*Given instruction*:
Copy all the records below, replacing every "format" with "notation" and changing nothing else. Leave the pictures out.

########

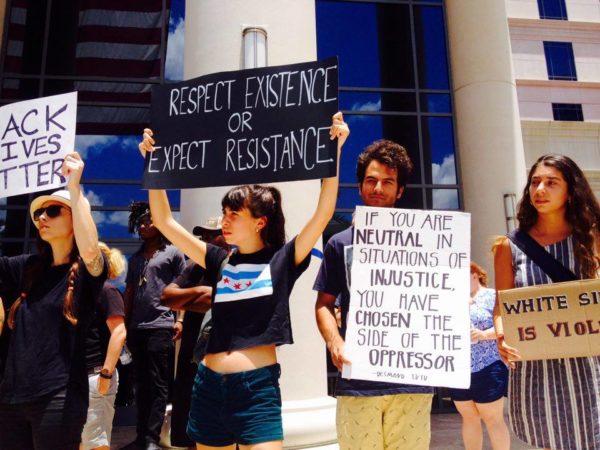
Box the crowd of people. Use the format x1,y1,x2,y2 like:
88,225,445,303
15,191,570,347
0,113,600,450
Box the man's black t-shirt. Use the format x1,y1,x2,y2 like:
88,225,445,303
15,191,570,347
206,238,310,353
85,282,125,370
0,255,107,403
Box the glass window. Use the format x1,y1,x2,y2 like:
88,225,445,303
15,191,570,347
316,1,415,88
544,42,577,81
431,189,459,210
414,6,450,89
421,117,457,184
538,0,568,20
340,114,422,184
552,103,583,122
340,91,417,112
421,94,452,113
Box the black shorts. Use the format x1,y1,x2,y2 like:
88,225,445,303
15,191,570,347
0,389,88,450
448,360,508,403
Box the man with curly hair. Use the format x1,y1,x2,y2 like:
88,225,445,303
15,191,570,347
314,140,433,450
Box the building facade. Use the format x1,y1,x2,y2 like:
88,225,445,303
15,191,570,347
508,0,600,194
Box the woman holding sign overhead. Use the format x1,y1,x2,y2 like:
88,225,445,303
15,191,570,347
139,113,350,449
493,155,600,450
0,153,106,450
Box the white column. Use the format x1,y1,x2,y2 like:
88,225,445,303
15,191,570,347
445,0,526,272
181,0,335,448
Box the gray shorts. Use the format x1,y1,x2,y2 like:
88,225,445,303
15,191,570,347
81,370,119,450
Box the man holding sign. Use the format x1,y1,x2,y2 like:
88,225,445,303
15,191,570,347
314,140,433,449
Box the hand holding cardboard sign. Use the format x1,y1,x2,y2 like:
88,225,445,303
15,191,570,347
327,336,351,372
329,111,350,152
496,334,521,369
62,152,85,188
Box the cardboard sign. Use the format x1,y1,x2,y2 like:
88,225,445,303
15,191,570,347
143,58,338,189
0,92,77,197
498,280,600,360
342,206,471,388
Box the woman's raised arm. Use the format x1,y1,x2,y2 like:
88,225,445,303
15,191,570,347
295,112,350,265
138,128,206,267
494,238,521,367
62,152,104,277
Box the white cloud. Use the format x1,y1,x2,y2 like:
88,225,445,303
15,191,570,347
75,135,118,159
431,154,456,184
85,190,129,227
432,189,458,209
165,19,185,80
350,99,381,111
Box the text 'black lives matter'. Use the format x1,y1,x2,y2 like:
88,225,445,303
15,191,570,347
143,58,338,189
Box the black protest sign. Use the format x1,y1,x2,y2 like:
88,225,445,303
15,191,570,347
342,206,471,389
143,58,338,189
0,92,77,197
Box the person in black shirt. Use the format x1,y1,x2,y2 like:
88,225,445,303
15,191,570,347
139,113,350,450
81,242,127,450
124,202,185,450
160,217,229,447
0,153,106,450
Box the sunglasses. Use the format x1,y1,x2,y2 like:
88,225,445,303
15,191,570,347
33,205,64,222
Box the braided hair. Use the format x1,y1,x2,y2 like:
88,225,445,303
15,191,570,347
6,236,81,330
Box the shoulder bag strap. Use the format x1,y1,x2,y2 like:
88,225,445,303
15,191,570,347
507,229,579,283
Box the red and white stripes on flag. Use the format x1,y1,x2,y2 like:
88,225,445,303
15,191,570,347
74,0,168,134
2,0,170,134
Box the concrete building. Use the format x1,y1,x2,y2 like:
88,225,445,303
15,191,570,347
508,0,600,198
0,0,600,448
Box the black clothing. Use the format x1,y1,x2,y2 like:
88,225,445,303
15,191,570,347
0,389,88,450
0,255,106,403
171,261,205,447
206,238,310,353
127,329,174,445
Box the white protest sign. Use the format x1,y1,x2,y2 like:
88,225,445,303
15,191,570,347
342,206,471,388
0,92,77,197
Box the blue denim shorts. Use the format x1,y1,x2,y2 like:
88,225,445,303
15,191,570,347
448,360,508,403
187,364,283,447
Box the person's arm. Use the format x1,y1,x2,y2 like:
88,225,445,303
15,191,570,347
160,283,212,313
294,112,350,266
494,238,521,367
471,327,496,341
138,132,206,267
98,316,127,395
173,311,185,341
123,283,135,323
315,292,350,371
62,152,104,277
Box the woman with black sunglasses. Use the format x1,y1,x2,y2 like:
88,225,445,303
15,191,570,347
0,153,106,450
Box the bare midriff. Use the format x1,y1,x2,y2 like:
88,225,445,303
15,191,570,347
202,345,277,373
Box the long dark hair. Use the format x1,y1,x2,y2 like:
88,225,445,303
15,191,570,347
221,184,285,251
6,235,81,330
517,154,600,278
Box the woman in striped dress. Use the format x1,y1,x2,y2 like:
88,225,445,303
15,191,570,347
494,155,600,450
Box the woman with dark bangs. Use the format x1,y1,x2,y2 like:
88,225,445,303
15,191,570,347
0,153,106,450
139,113,350,450
493,155,600,450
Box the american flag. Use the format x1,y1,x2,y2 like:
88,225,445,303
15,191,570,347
2,0,171,134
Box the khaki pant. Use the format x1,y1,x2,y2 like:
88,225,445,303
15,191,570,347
336,394,433,450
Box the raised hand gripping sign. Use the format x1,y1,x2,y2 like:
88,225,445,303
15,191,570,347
0,92,77,197
143,58,338,189
342,206,471,388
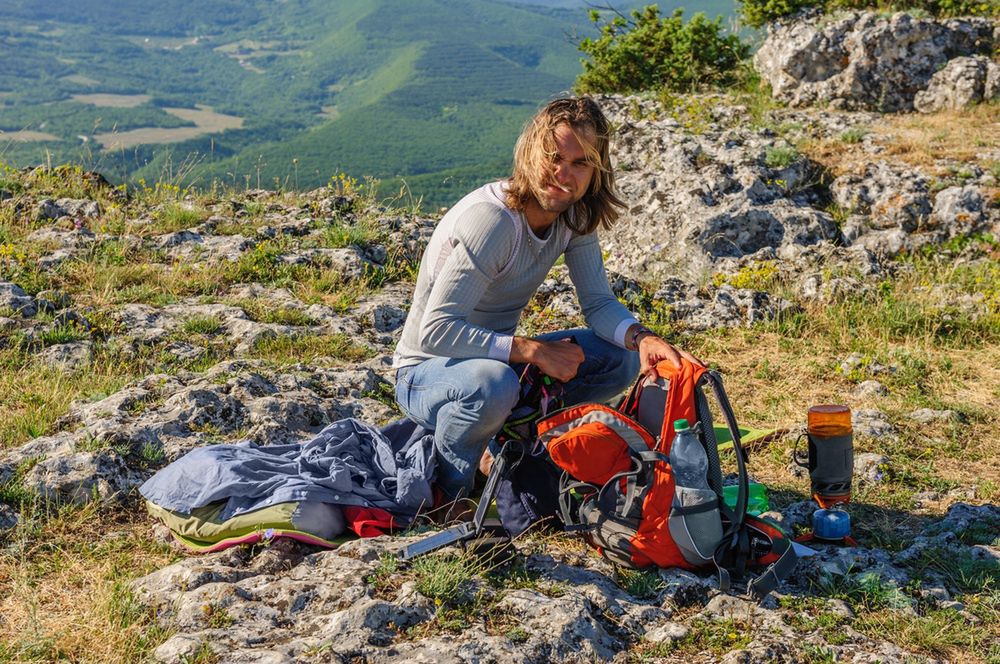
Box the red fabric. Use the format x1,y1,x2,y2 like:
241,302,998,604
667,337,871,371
632,359,705,569
549,422,632,485
342,505,399,537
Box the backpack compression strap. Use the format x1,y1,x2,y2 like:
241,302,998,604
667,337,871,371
699,371,798,602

########

*Reply*:
Box the crowd of people. Use the notation x1,y1,x2,y2 like:
88,225,445,303
15,191,570,347
0,113,600,450
Box the man's black t-shirt. Use the notation x1,y1,x2,y2 like:
88,225,445,303
15,191,570,347
206,238,310,353
85,282,125,370
0,255,107,403
Box the glass window. Use the notation x1,y1,x2,y2 like:
88,225,445,303
15,191,570,347
316,1,415,88
544,42,577,81
431,189,459,210
414,6,450,89
421,117,457,184
538,0,568,20
340,114,422,184
552,103,583,122
340,91,417,112
421,94,452,113
Box the black shorts. Use the notation x1,y1,x2,y2 like:
88,225,445,303
15,191,570,347
0,389,88,450
448,360,508,403
Box the man with curly hair. Use the notation x1,y1,x2,y2 like:
88,225,445,303
15,191,570,347
314,140,433,450
Box the building facade. Use the notation x1,y1,x2,y2 like:
88,225,445,303
15,191,570,347
508,0,600,194
Box the woman holding sign overhead. Use the notation x1,y1,x2,y2 like:
88,225,445,303
15,191,570,347
139,113,350,449
493,155,600,450
0,153,106,450
Box the white column. Use the notation x1,y1,x2,y2 like:
88,225,445,303
15,191,570,347
445,0,526,272
181,0,335,448
Box the gray shorts. Use the notation x1,y1,x2,y2 like:
88,225,445,303
15,191,570,347
81,370,119,450
Box the man holding sign. Use the notation x1,y1,x2,y2 like:
88,225,445,303
15,191,570,347
314,140,433,449
Box the hand holding cardboard sign. Use the notation x1,y1,x2,y2 like:
88,225,445,303
15,191,570,347
327,336,351,372
329,111,350,152
496,334,521,369
62,152,85,188
Box the cardboard sign. Use the notation x1,y1,x2,y2 like:
88,225,445,303
15,191,570,347
143,58,338,189
0,92,77,197
498,280,600,360
342,206,471,388
Box the woman's raised arm. Use the notation x1,y1,x2,y2 like:
88,225,445,303
15,191,570,347
295,112,350,265
138,128,206,267
494,238,521,367
62,152,104,277
Box the white cloud. Use the notation x1,y1,x2,y2 like:
88,225,445,303
15,191,570,347
75,135,118,159
431,154,456,184
85,190,129,227
432,189,458,209
165,19,185,80
350,99,381,111
Box the text 'black lives matter'. Use the notation x1,y1,x2,y2 like:
88,225,445,303
15,191,570,347
143,58,338,189
Box the black protest sign. Use the notation x1,y1,x2,y2 like:
88,225,445,303
15,191,570,347
342,206,471,389
143,58,338,189
0,92,77,197
Box the person in black shirt. Use the notation x1,y1,x2,y2 like:
88,225,445,303
15,191,570,347
139,113,350,450
81,242,127,450
124,202,185,450
160,217,229,447
0,153,106,450
Box the sunglasses. Use the notation x1,y1,x2,y2 like:
88,225,445,303
15,191,570,347
33,205,64,222
Box the braided hair. Use the notation x1,y1,x2,y2 like:
88,225,445,303
15,191,570,347
6,236,81,330
Box the shoulder bag strap. Use the notation x1,y1,x2,y2 like:
88,225,445,303
15,191,570,347
507,229,579,283
Box the red and white stripes on flag. Use the notation x1,y1,x2,y2 like:
88,225,445,303
15,191,570,347
74,0,168,134
2,0,170,134
Box the concrete building. Use the notation x1,y1,x2,y2 like:
88,225,445,303
15,191,570,347
508,0,600,198
0,0,600,448
Box the black clothing. Use the notation x1,y1,x2,y2 like:
88,225,445,303
15,191,570,347
0,389,88,450
0,255,106,403
171,261,205,447
206,238,310,353
127,329,174,445
Box the white protest sign. Use the notation x1,y1,x2,y2 like:
88,225,445,303
15,191,570,347
342,206,471,388
0,92,77,197
Box the blue denim shorts. Use the notation x1,y1,x2,y2 like:
88,225,445,303
15,191,570,347
448,360,508,403
187,364,283,447
Box the person's arm. Use the notation x1,y1,x2,y2 like:
88,225,445,303
15,191,570,347
160,283,212,313
294,112,350,266
494,238,521,367
471,327,496,341
138,132,206,267
98,316,127,395
173,311,185,341
123,283,135,323
315,292,350,371
62,152,104,277
Box the woman with black sunglasses. Use the notation x1,y1,x2,y2 like:
88,225,445,303
15,191,570,347
0,153,106,450
Box the bare midriff. Use the notation x1,y1,x2,y2 like:
88,225,445,303
15,191,570,347
202,345,277,373
Box the long dark hair. Use the notation x1,y1,x2,y2 like:
88,225,445,303
15,191,570,347
221,184,285,251
6,235,81,330
517,154,600,278
Box the woman in striped dress. Use the notation x1,y1,x2,y2 like:
88,225,445,303
15,191,570,347
494,155,600,450
Box the woman with dark bangs. Use the notation x1,y1,x2,y2 like:
88,225,445,303
15,191,570,347
0,153,106,450
139,113,350,450
493,155,600,450
Box the american flag. Use the notation x1,y1,x2,y2 like:
88,225,445,303
15,191,570,347
2,0,171,134
Box the khaki pant. Use the notation x1,y1,x2,y2 like:
88,225,445,303
15,191,570,347
336,394,433,450
Box the raised hand gripping sign. Use the notation x1,y1,x2,y2 like:
88,225,445,303
15,191,570,347
0,92,77,197
143,58,338,189
342,206,471,388
Box the red fabric. Use the notation x1,y1,x2,y2 like:
241,302,998,604
667,337,871,371
632,359,705,569
549,422,632,485
342,505,399,537
Box the backpack compression strap. Use the notation x1,y1,x2,y2 like:
241,302,998,604
667,337,871,371
699,371,798,602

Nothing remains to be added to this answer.